Work to be completed: Copy the records verbatim, from the line with "Guideline reminder: even if the sky" up to and including the line with "[327,267,402,285]", leaving out the pictures.
======== Data
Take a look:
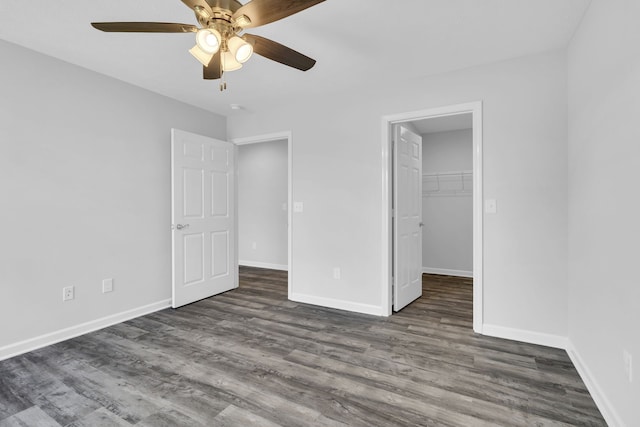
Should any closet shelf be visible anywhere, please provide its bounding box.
[422,170,473,197]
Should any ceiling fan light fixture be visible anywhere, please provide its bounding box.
[227,36,253,64]
[196,28,222,55]
[189,45,215,67]
[220,51,242,71]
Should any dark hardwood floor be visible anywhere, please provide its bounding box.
[0,268,606,427]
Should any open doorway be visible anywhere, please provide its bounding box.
[382,102,483,333]
[232,132,292,295]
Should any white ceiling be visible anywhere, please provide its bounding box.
[0,0,590,115]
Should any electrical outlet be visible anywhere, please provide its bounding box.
[622,350,633,382]
[102,279,113,294]
[62,286,74,301]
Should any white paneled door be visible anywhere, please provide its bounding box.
[393,125,422,311]
[171,129,238,308]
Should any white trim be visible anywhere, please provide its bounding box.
[381,101,484,334]
[289,294,385,316]
[0,299,171,360]
[567,340,625,427]
[238,260,289,271]
[231,130,293,299]
[482,323,568,350]
[422,267,473,278]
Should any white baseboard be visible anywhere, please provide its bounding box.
[567,341,625,427]
[0,299,171,360]
[482,323,568,350]
[422,267,473,279]
[238,260,289,271]
[289,293,384,316]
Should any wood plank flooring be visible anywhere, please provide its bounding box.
[0,267,606,427]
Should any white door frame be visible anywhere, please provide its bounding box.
[231,131,293,299]
[381,101,484,334]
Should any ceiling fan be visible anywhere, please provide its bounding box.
[91,0,324,90]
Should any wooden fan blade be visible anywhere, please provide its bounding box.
[242,34,316,71]
[91,22,198,33]
[182,0,211,13]
[208,51,222,80]
[233,0,324,28]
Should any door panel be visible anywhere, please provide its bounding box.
[171,129,238,308]
[393,125,422,311]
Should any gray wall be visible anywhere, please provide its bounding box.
[422,129,473,276]
[228,51,567,339]
[238,140,288,270]
[0,41,226,357]
[568,0,640,426]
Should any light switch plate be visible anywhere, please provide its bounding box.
[484,199,498,213]
[102,279,113,294]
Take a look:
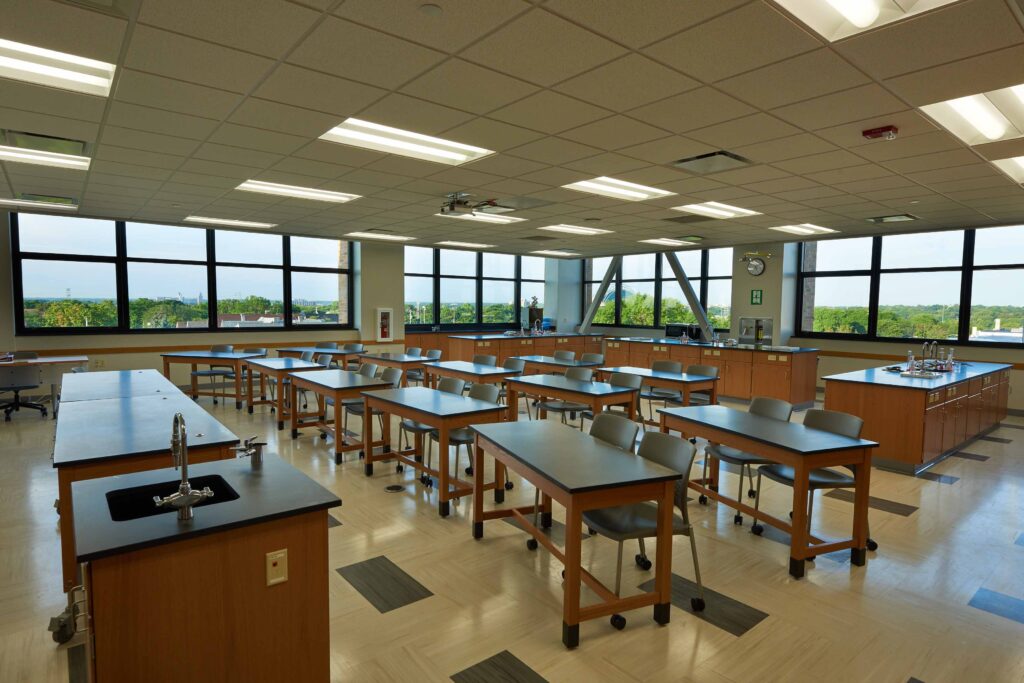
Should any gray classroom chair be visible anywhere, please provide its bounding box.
[751,409,879,560]
[583,432,705,630]
[697,396,793,524]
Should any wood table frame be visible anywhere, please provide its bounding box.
[660,413,871,579]
[362,391,508,517]
[473,434,676,649]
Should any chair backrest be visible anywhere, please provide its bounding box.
[381,368,401,389]
[650,360,683,375]
[749,396,793,422]
[469,382,502,403]
[804,409,864,438]
[437,377,466,394]
[590,413,640,453]
[502,358,526,373]
[686,366,718,377]
[565,368,594,382]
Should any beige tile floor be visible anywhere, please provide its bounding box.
[0,398,1024,683]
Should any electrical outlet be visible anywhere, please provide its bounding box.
[266,548,288,586]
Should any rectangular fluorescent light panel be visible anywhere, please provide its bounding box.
[184,216,278,228]
[775,0,956,41]
[768,223,839,234]
[236,180,359,204]
[0,39,115,97]
[321,119,495,166]
[562,176,675,202]
[537,225,612,234]
[672,202,761,218]
[434,213,526,225]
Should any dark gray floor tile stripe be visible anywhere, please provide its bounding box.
[338,555,433,612]
[68,645,89,683]
[452,650,548,683]
[639,573,768,636]
[968,588,1024,624]
[953,451,989,463]
[825,488,918,517]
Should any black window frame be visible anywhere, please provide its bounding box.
[7,212,355,337]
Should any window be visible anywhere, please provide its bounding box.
[584,248,732,331]
[10,214,352,334]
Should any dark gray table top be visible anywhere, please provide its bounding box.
[53,392,239,468]
[60,370,181,403]
[362,387,507,418]
[72,456,341,562]
[508,375,636,396]
[295,370,391,390]
[600,366,718,384]
[657,405,878,456]
[823,360,1013,391]
[471,420,682,494]
[423,360,518,377]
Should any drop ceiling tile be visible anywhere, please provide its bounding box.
[288,17,444,89]
[461,9,626,86]
[125,26,273,93]
[643,2,821,83]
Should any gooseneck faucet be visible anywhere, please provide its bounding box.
[153,413,213,521]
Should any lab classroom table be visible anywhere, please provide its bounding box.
[288,369,390,465]
[362,387,507,517]
[473,420,682,648]
[161,351,263,411]
[506,375,639,420]
[658,405,879,579]
[243,357,324,429]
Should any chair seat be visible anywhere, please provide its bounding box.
[758,464,854,488]
[583,503,689,541]
[707,443,772,465]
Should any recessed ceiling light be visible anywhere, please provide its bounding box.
[0,39,115,97]
[345,232,416,242]
[562,176,675,202]
[0,145,90,171]
[537,225,612,234]
[321,119,495,166]
[434,213,526,225]
[768,223,839,234]
[0,194,78,211]
[236,180,359,204]
[437,241,494,249]
[185,216,278,228]
[672,202,761,218]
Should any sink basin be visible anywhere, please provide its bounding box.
[106,474,239,522]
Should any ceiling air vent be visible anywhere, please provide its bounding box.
[672,150,751,175]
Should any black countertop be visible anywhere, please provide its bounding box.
[470,420,683,494]
[53,392,239,468]
[657,405,878,456]
[71,456,341,562]
[60,370,181,403]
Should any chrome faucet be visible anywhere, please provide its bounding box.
[153,413,213,521]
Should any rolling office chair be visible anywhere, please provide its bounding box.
[697,396,793,524]
[751,409,879,560]
[583,432,705,630]
[191,344,234,404]
[0,351,47,422]
[398,377,466,486]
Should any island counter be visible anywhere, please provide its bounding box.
[824,361,1011,474]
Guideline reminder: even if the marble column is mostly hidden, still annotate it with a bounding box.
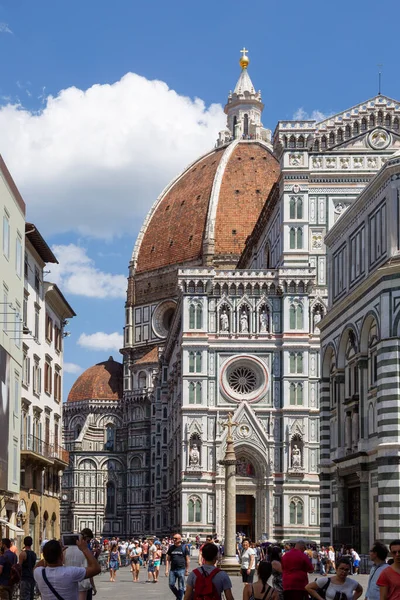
[220,413,240,575]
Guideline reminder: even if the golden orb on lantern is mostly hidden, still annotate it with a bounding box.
[239,48,250,69]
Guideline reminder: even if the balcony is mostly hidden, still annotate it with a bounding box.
[21,435,69,467]
[50,444,69,467]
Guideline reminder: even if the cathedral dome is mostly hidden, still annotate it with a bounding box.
[133,136,279,275]
[67,356,123,402]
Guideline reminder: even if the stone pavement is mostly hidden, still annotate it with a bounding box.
[94,559,368,600]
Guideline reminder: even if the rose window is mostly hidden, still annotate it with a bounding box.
[220,354,269,402]
[228,367,257,394]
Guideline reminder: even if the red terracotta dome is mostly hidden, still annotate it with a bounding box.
[67,356,123,402]
[133,140,280,274]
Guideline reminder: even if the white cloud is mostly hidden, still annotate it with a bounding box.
[63,363,82,375]
[0,73,225,238]
[47,244,127,298]
[293,107,332,123]
[0,23,12,33]
[77,331,123,351]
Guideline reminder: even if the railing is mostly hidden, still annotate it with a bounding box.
[21,435,69,463]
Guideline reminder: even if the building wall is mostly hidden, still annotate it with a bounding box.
[321,156,400,552]
[0,159,25,525]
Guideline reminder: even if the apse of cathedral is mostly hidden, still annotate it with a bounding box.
[62,50,400,541]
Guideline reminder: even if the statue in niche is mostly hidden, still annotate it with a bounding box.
[221,310,229,331]
[236,458,254,477]
[292,444,301,468]
[313,310,322,330]
[189,444,200,467]
[240,309,249,333]
[260,308,269,333]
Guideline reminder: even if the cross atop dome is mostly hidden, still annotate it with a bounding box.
[217,46,271,146]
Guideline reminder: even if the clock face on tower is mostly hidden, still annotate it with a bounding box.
[368,129,390,150]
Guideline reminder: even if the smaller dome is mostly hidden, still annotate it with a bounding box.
[67,356,123,402]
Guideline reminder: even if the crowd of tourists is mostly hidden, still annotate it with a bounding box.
[0,529,400,600]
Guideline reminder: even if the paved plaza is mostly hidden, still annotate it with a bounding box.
[96,559,368,600]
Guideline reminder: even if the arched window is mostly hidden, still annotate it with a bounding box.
[297,198,303,219]
[105,424,115,452]
[296,304,303,329]
[289,227,296,250]
[189,304,196,329]
[243,114,249,135]
[289,197,296,219]
[196,304,203,329]
[290,498,304,525]
[297,227,303,249]
[188,498,201,523]
[289,304,297,329]
[138,371,147,389]
[106,481,115,515]
[289,383,296,406]
[196,381,201,404]
[189,381,196,404]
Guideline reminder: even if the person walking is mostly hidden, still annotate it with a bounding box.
[33,539,101,600]
[64,527,96,600]
[18,535,37,600]
[240,538,256,585]
[108,542,121,583]
[365,542,389,600]
[282,540,314,600]
[165,533,190,600]
[0,538,18,600]
[376,540,400,600]
[269,546,283,600]
[305,558,363,600]
[243,561,279,600]
[184,542,233,600]
[129,540,142,583]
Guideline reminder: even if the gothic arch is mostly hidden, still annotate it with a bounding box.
[336,323,359,369]
[360,310,381,354]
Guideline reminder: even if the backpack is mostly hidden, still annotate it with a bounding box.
[193,567,221,600]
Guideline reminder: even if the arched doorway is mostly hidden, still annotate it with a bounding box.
[236,447,268,541]
[29,502,39,549]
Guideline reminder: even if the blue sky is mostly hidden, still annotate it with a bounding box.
[0,0,400,393]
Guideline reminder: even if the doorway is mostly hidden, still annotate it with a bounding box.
[236,494,255,541]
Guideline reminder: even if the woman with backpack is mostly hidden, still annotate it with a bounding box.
[243,560,279,600]
[183,542,233,600]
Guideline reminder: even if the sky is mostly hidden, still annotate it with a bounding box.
[0,0,400,397]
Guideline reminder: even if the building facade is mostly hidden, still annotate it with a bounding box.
[320,153,400,552]
[0,157,25,537]
[63,53,400,541]
[17,223,75,552]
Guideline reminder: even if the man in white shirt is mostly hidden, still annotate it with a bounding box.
[33,539,101,600]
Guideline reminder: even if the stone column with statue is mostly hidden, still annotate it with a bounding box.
[220,412,240,575]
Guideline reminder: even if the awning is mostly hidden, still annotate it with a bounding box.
[0,518,25,535]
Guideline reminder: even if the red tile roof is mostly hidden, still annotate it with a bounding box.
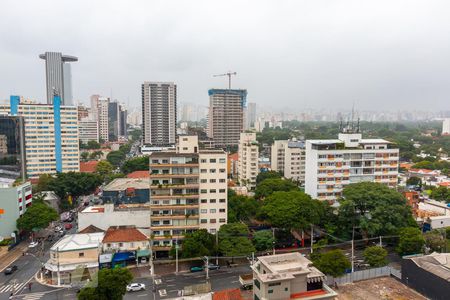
[213,289,243,300]
[80,160,98,173]
[103,226,148,243]
[127,171,150,178]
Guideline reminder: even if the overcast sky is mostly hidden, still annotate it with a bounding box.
[0,0,450,111]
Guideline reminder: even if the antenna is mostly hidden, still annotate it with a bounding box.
[213,71,237,90]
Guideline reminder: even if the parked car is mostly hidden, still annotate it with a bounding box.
[208,264,220,270]
[127,283,145,292]
[191,266,203,272]
[4,265,17,275]
[28,242,39,248]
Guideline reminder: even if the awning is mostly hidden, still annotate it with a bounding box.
[113,252,136,262]
[136,249,150,257]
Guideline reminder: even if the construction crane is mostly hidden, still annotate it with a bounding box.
[213,71,237,90]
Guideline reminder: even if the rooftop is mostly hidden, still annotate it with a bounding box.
[408,253,450,281]
[103,178,150,191]
[103,226,148,243]
[50,232,105,252]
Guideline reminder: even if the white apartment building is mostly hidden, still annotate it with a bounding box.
[442,118,450,135]
[142,82,177,146]
[251,252,337,300]
[150,136,227,255]
[0,96,80,178]
[78,118,100,144]
[270,139,306,184]
[238,132,259,190]
[305,133,399,201]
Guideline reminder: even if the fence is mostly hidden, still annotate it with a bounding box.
[327,267,402,285]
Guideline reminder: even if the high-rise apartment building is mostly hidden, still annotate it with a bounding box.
[207,89,247,147]
[91,95,110,142]
[245,102,256,130]
[442,118,450,135]
[305,131,399,201]
[270,139,305,184]
[0,116,26,185]
[149,136,227,256]
[0,96,80,178]
[238,132,259,190]
[39,52,78,105]
[78,118,100,144]
[142,82,177,146]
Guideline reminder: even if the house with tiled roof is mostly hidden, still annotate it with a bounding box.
[102,226,150,252]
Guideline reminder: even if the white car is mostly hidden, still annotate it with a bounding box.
[28,242,39,248]
[127,283,145,292]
================
Full answer:
Guideline reminder: even if the sky is mostly hidden, still annotate it with a bounding box.
[0,0,400,397]
Guideline reminder: even if the building facade is mostly hidden, still annotate it with a bounding box.
[320,153,400,552]
[0,157,25,537]
[63,53,400,541]
[17,223,75,552]
Guideline reminder: even if the man in white shirt is mostly hidden, still annotate it with a bounding box.
[33,539,101,600]
Guideline reminder: even if the stone column with statue is mostly hidden, still annotate it with a bounding box.
[220,412,240,575]
Guideline reminder: even if the awning is mostly hidden, still annotate it with a bounding box.
[0,518,25,535]
Guideline reminder: even if the red tile roof is mostly hidden, still annotate it with a bounding box.
[213,289,243,300]
[80,160,98,173]
[103,226,148,243]
[127,171,150,178]
Guideline reminder: even if the overcast sky is mostly hidden, still annotate it with a bounding box.
[0,0,450,111]
Guideline reminder: even if the antenna is mostly hidden, still annotate it with a bounding box.
[213,71,237,90]
Guideline reminder: even if the parked car is mostly hidden, still annotate it with a bounding box.
[208,264,220,270]
[127,283,145,292]
[191,266,203,272]
[4,265,17,275]
[28,242,39,248]
Guideline reminder: even if the awning is mostly hidden, still annotate it with a bounding box.
[113,252,136,262]
[136,249,150,257]
Guideline reminder: even if the construction crane is mostly hidden, still annotate it with a bounding box.
[213,71,237,90]
Guideline reminder: even if the rooftop is mostly hidden, still annotate it with a bounding box.
[408,253,450,281]
[103,178,150,191]
[103,226,148,243]
[50,232,105,252]
Guideline reminder: even if the white apartment building is mostly hidden, still annotate it with a bounding box.
[442,118,450,135]
[142,82,177,146]
[251,252,337,300]
[150,136,227,255]
[0,96,80,178]
[78,118,100,144]
[270,139,306,184]
[238,132,259,190]
[305,133,399,201]
Guideline reminder: even if the fence is mostly hidden, still annotate it with a bounding box.
[327,267,402,285]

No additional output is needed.